# Input material:

####

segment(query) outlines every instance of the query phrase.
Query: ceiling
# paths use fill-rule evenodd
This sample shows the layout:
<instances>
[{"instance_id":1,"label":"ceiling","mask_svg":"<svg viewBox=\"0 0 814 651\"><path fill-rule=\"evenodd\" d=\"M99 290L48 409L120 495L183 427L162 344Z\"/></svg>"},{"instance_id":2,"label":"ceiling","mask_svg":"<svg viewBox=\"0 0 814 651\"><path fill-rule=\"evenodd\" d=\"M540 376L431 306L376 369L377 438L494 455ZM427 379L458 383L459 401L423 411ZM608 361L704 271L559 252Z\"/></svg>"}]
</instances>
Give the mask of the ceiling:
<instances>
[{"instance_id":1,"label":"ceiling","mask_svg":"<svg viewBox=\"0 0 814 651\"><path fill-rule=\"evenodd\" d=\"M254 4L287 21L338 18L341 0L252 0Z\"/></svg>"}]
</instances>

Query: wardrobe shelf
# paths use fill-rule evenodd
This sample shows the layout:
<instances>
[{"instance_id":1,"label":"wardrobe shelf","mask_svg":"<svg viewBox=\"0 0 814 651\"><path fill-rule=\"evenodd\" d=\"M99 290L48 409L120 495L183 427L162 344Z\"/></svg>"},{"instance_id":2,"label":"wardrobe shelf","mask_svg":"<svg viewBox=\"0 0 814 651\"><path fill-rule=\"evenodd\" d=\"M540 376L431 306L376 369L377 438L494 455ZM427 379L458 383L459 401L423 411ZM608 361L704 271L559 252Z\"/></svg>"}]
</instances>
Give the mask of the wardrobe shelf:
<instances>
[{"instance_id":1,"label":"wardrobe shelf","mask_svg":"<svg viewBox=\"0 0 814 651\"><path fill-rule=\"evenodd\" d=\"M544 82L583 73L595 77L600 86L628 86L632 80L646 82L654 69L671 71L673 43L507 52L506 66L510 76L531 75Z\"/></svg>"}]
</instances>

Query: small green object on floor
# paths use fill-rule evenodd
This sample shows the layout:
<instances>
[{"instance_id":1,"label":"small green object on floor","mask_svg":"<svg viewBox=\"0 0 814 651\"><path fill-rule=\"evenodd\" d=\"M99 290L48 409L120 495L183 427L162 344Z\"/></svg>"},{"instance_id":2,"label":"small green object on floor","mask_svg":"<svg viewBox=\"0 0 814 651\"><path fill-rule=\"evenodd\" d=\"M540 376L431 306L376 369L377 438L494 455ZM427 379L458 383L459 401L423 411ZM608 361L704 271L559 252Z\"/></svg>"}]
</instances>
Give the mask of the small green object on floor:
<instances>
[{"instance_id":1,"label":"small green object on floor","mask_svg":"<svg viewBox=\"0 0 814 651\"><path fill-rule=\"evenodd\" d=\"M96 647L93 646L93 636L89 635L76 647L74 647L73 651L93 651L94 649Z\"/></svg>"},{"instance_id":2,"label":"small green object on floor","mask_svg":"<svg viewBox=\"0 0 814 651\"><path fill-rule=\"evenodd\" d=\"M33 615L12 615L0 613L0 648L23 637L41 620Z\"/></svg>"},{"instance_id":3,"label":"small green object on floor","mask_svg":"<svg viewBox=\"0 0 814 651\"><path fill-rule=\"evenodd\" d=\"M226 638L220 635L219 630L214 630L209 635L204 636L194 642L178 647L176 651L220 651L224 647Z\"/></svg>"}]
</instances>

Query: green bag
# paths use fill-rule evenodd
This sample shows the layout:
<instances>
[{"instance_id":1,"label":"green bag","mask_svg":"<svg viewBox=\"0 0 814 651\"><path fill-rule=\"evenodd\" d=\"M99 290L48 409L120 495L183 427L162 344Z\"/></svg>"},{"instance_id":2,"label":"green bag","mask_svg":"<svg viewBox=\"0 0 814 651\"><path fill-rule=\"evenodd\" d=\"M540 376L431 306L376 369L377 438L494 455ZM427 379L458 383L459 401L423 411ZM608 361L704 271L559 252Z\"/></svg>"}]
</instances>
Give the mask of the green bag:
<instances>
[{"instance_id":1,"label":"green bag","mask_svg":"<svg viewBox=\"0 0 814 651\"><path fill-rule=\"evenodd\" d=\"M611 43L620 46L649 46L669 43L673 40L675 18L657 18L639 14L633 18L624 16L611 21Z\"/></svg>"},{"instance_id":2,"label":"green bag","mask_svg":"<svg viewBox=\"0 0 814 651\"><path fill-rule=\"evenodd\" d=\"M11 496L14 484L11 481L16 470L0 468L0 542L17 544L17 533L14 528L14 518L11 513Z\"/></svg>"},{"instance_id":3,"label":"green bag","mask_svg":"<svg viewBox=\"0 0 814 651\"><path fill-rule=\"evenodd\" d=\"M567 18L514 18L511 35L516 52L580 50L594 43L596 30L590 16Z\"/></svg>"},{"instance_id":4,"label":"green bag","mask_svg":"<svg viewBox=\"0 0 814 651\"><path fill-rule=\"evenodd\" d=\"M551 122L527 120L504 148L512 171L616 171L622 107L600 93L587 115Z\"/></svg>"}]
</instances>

####

# Your goal:
Copy every line above that contains the word "ceiling".

# Worked answer:
Query: ceiling
[{"instance_id":1,"label":"ceiling","mask_svg":"<svg viewBox=\"0 0 814 651\"><path fill-rule=\"evenodd\" d=\"M99 290L48 409L120 495L183 427L162 344Z\"/></svg>"},{"instance_id":2,"label":"ceiling","mask_svg":"<svg viewBox=\"0 0 814 651\"><path fill-rule=\"evenodd\" d=\"M540 376L431 306L376 369L377 438L494 455ZM427 379L458 383L459 401L423 411ZM608 361L704 271L559 252Z\"/></svg>"}]
Give the mask of the ceiling:
[{"instance_id":1,"label":"ceiling","mask_svg":"<svg viewBox=\"0 0 814 651\"><path fill-rule=\"evenodd\" d=\"M254 4L287 21L338 18L341 0L252 0Z\"/></svg>"}]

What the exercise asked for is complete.